◆ TEXT ◆

## BEGIN

At 9 a.m. sharp, Shane Ryan pulls up to my place in his well-worn red Pathfinder. Wearing a baseball cap, a plaid flannel jacket, work pants, and boots, he tells me he’s nursing a hangover from late-night drinking with his brothers-in-law. It’s his day off from his job as chef at Matt’s in the Market, and he’s here to take me to Whidbey Island, where he will reveal to me—a local food writer, no less—his secret mushroom trail.
It’s late in the season for chanterelles; one co-worker came back from a weekend hike reporting that he’d come across only rotted ones. I ask Shane if it’s likely we’ll find any still edible. “We’ll see,” he says. “I found bags full the other weekend. This season has been amazing.” Seeing as we had such a dry summer, I wonder why.
Langdon Cook, mushroom-hunter extraordinaire and author of The Mushroom Hunters: On the Trail of an Underground America, will later explain to me that the key to a good harvest is getting rain at the right time. His theory (though he’s quick to point out that there are many theories, and mushrooms ultimately “are a mystery”): Though July and most of August were dry, there were some heavy, soaking rainstorms in late August. “This moisture kicked into high gear a fruiting of fall mountain porcini that was already underway, and also insured a long chanterelle season. On top of that, September was noticeably cool and wet—the sort of weather only a mushroom could love,” he says.

## END

(Some records)
## BEGIN

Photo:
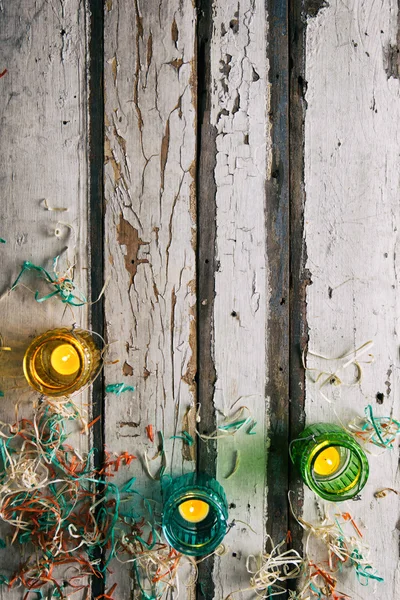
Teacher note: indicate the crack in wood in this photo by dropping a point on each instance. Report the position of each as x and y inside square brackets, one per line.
[128, 236]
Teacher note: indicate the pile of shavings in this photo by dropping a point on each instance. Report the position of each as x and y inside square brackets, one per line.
[345, 548]
[65, 530]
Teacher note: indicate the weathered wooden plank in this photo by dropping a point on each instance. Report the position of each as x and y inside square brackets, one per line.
[150, 147]
[43, 147]
[352, 216]
[239, 112]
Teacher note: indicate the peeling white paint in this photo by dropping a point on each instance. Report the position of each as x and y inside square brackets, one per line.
[352, 218]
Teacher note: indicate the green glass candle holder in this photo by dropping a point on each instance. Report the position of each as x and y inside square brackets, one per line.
[195, 513]
[332, 464]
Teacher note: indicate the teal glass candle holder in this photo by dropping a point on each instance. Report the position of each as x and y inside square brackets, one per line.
[195, 513]
[331, 462]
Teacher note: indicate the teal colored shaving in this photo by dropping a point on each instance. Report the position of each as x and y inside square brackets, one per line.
[162, 444]
[376, 424]
[118, 388]
[62, 288]
[339, 527]
[186, 437]
[316, 590]
[127, 488]
[364, 572]
[234, 425]
[250, 430]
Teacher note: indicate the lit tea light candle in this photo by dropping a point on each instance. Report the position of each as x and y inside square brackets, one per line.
[194, 511]
[327, 462]
[65, 359]
[331, 462]
[62, 361]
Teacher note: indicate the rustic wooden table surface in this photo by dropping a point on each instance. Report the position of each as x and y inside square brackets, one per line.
[232, 170]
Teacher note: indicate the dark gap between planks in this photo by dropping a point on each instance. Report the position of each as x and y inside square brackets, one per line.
[206, 265]
[96, 221]
[278, 245]
[298, 253]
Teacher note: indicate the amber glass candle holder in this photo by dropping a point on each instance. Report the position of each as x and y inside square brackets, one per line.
[61, 361]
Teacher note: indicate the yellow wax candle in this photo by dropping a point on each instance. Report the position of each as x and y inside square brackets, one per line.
[65, 359]
[194, 511]
[327, 461]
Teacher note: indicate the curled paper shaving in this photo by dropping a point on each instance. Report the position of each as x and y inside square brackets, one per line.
[332, 377]
[268, 571]
[230, 425]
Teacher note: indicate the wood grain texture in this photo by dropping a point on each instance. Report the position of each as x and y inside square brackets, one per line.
[239, 109]
[150, 149]
[352, 218]
[43, 146]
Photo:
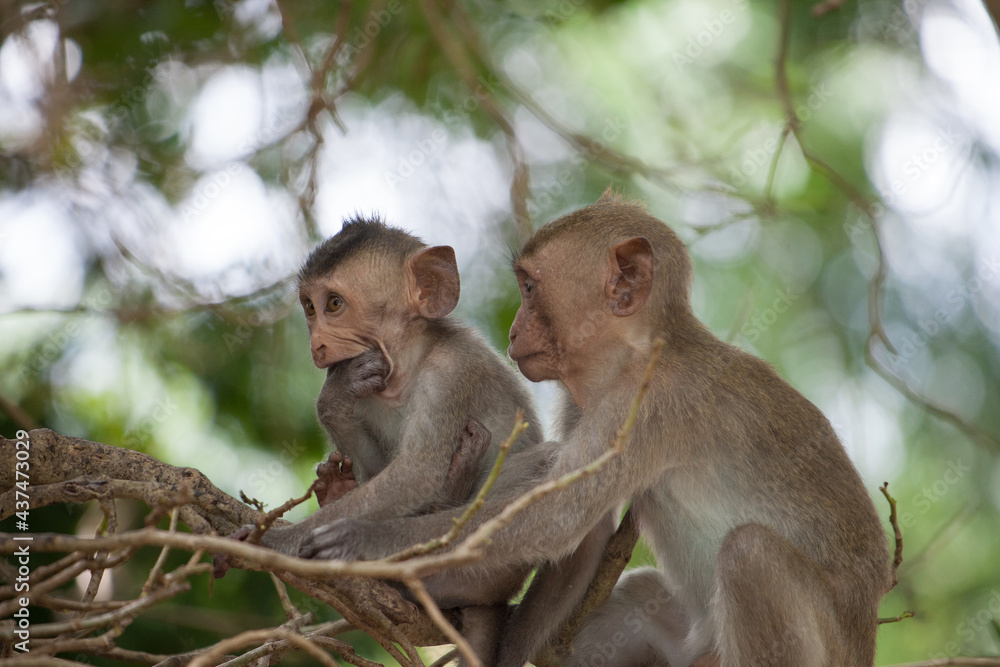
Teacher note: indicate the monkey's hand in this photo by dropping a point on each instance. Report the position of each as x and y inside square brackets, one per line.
[466, 462]
[336, 478]
[220, 562]
[343, 539]
[366, 373]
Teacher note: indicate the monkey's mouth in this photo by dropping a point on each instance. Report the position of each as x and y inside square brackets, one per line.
[388, 357]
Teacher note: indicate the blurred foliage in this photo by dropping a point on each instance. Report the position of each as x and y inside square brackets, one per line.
[674, 101]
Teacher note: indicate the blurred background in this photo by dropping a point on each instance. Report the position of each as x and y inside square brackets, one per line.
[165, 167]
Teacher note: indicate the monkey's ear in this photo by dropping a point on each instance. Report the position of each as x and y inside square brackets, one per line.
[632, 278]
[434, 284]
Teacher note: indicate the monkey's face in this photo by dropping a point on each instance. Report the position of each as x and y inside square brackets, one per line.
[541, 336]
[339, 310]
[579, 307]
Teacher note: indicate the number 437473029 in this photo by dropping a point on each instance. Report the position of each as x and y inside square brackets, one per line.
[21, 468]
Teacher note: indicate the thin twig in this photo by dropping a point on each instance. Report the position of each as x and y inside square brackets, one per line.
[896, 619]
[488, 528]
[230, 645]
[897, 557]
[157, 568]
[268, 519]
[420, 592]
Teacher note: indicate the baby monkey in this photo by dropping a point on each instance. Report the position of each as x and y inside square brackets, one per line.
[410, 400]
[365, 376]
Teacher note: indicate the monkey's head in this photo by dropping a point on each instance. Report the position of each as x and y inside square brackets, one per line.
[369, 286]
[601, 277]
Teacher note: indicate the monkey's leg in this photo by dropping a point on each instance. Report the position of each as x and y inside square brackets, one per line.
[773, 605]
[554, 593]
[481, 627]
[639, 624]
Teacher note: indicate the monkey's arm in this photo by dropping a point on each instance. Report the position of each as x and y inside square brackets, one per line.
[407, 484]
[544, 531]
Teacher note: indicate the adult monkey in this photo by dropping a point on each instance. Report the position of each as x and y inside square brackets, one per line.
[405, 386]
[769, 548]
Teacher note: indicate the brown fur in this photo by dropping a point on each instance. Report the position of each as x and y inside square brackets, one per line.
[769, 548]
[411, 397]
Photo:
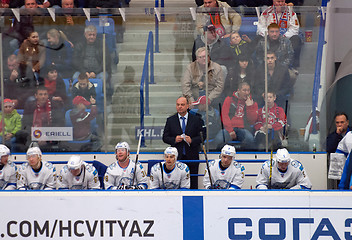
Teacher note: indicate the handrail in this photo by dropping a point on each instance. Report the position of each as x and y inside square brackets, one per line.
[146, 75]
[316, 85]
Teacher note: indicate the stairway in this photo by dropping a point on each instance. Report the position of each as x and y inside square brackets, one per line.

## END

Quote the passage on mushroom hunting word for word, starting with "At 9 a.m. sharp, Shane" and going on through "secret mushroom trail.". The records are not needed for any of this work.

◆ ANSWER BELOW ◆
At 9 a.m. sharp, Shane Ryan pulls up to my place in his well-worn red Pathfinder. Wearing a baseball cap, a plaid flannel jacket, work pants, and boots, he tells me he’s nursing a hangover from late-night drinking with his brothers-in-law. It’s his day off from his job as chef at Matt’s in the Market, and he’s here to take me to Whidbey Island, where he will reveal to me—a local food writer, no less—his secret mushroom trail.